指示 A: 旅の展覧会についての文章によると、朝香宮夫妻のかつての邸は何で彩られていたか。
指示 B: 旅の展覧会についての文章を、最後の文のあとから書き継げ。

文書の一節:
▬▬▬
そこでは現在、旅をテーマとした展覧会が開催されている。

「旅と想像/創造 いつかあなたの旅になる」

皇族である朝香宮夫妻の100年前の欧州旅行。
1920年代の旅風景。
この建物もその旅行から大きな影響を受けている。
アールデコで彩られたかつての彼らの邸。

そこを装置として、彼らの100年前の旅の記録や
それに影響されたファッションデザイナーの旅。
コレクターたちのマニアックなコレクション。

そして、館の中に今も留まり続ける懐かしい情景、記憶。
新しい旅の在り方の模索などは
現代のアーティストたちによって、目に見えるカタチで表現されている。

どれも興味深く、旅への情熱を加速させていく。

庭園の見える陽の当たる明るい渡り廊下。

「まあ、ここで休んでいきなよ」

と、呼び止めるかのように
旅に関する書籍と椅子が並んでいた。
▬▬▬
提供情報:
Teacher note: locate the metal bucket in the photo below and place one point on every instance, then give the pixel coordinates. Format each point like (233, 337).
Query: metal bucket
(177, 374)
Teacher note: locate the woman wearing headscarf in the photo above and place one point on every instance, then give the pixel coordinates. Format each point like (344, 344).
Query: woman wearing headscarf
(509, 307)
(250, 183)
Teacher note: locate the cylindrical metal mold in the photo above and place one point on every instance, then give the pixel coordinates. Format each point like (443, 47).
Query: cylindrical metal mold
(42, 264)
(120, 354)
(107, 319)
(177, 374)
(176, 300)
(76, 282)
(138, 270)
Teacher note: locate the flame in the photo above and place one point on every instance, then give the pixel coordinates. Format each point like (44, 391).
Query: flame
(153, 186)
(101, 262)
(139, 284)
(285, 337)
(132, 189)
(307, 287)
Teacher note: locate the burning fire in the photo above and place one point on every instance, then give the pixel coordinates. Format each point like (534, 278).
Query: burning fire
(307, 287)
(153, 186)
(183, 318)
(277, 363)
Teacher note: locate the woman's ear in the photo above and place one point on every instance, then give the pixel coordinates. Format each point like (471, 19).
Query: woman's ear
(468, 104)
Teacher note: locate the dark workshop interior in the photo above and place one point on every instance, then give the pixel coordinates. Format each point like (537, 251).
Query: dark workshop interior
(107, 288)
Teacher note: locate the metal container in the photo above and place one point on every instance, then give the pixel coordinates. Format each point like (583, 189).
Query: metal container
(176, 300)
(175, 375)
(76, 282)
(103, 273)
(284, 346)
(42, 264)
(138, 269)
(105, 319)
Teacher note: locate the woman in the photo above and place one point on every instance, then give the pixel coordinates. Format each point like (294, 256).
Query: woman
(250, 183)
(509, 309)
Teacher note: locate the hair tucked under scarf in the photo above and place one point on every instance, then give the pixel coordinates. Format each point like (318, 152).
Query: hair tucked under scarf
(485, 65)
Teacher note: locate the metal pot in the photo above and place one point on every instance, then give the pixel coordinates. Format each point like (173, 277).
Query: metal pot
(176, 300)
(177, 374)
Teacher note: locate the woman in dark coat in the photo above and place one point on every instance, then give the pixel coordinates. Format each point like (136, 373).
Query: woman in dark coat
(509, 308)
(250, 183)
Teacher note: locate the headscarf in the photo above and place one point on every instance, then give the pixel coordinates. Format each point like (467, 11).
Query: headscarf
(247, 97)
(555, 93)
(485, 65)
▬▬▬
最終結果 A: アールデコで彩られていた。

最終結果 B:
そこに腰を下ろし
あらためて自らの旅のことを思い返してみた。

イタリアで電柱にぶつけて折れてしまったレンタカーのサイドミラー。
スズメと共に食べたモン・サン・ミシェルのオムレツ。
バスとベッドがカーテン一枚で仕切られたアムステルダムの合理的なホテルの部屋。
唐突に睡魔に襲われ、たたき起こされたサグラダ・ファミリア。
ローマで会ったスリとのがっぷり四つの攻防。
元Jリーグの監督だと主張するあやしいスペイン人。

美しい思い出もたくさんあったはずなのに
なぜかおかしなことばかり思い浮かんでくる。
しかし、すべては大切な旅の記憶だ。

旅の記憶を掘り起こし、少しゆかいな気になって
さらに展示をめぐる。

終点は「耳で旅をするまだ見ぬ彼方へ」という作品だった。

暗い空間の中で目を閉じる。
ジャングルや空港、街中の雑踏。
さまざまな音が聞こえてくる。
まるでその場所にいるような、その息遣いが感じられる。
時折鳴り響く稲光で、空間と意識を切り替えられリセットされる。
そしてまた音の旅に出る。

これはかつて体験した記憶の中の音だったか。
これから夢見る旅の情景だったか。
それとも今、旅をしているのか。

旅を想像して、創造する。
誰かの旅のてがかりから、自らの旅を思い返し、願った。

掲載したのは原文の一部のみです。